Your objective » List every organization named in the excerpt on mortgage pricing.

══ Excerpted passage ══

Mr Duncombe says: “The historic lows we have recently seen in fixed rates highlight the fact that many lenders had already priced a base rate reduction into their products.”

The main factor mortgage experts FTAdviser spoke to agreed impacts how much your clients pay each month for their mortgage is the availability of funding to lenders.

Mortgage pricing is impacted by the rate at which lenders borrow money from depositors. 

With savings rates already so low, Lee Travis, head of professional development at the Society of Mortgage Professionals, says lenders may struggle to squeeze much more margin from savings rates – especially as savings rates are expected to fall further.

Furthermore, with the Bank of England injecting capital into the market, Mr Travis says lenders are unlikely to increase savings rates so demand for saver deposits will remain low. 

Therefore, he says while savings rates could be an influence to mortgage pricing, this factor is unlikely to have a significant impact on the pricing of mortgage rates at this particular time.

Libor rates

Libor rates also have an impact on how much it costs your clients to pay off their mortgage.

Libor is the rate at which banks lend to each other, and is usually a good indication of banks’ confidence in each other. 

Changes in the Libor rate usually impact on the pricing of short-term mortgages. 

The Society of Mortgage Professionals’ Mr Travis says the Libor rate has been fairly stable since the shock outcome of the European Union membership referendum, which was the nation vote for Brexit.

═══
══ Stored data ══

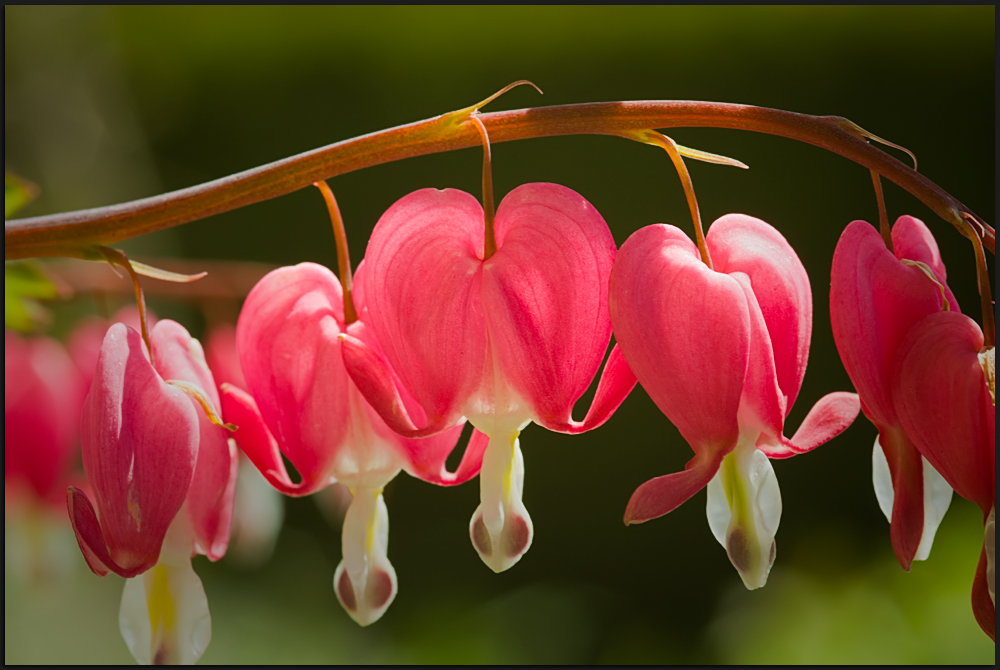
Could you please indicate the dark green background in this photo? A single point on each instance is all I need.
(106, 105)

═══

Solved problem »
FTAdviser
Society of Mortgage Professionals
Bank of England
European Union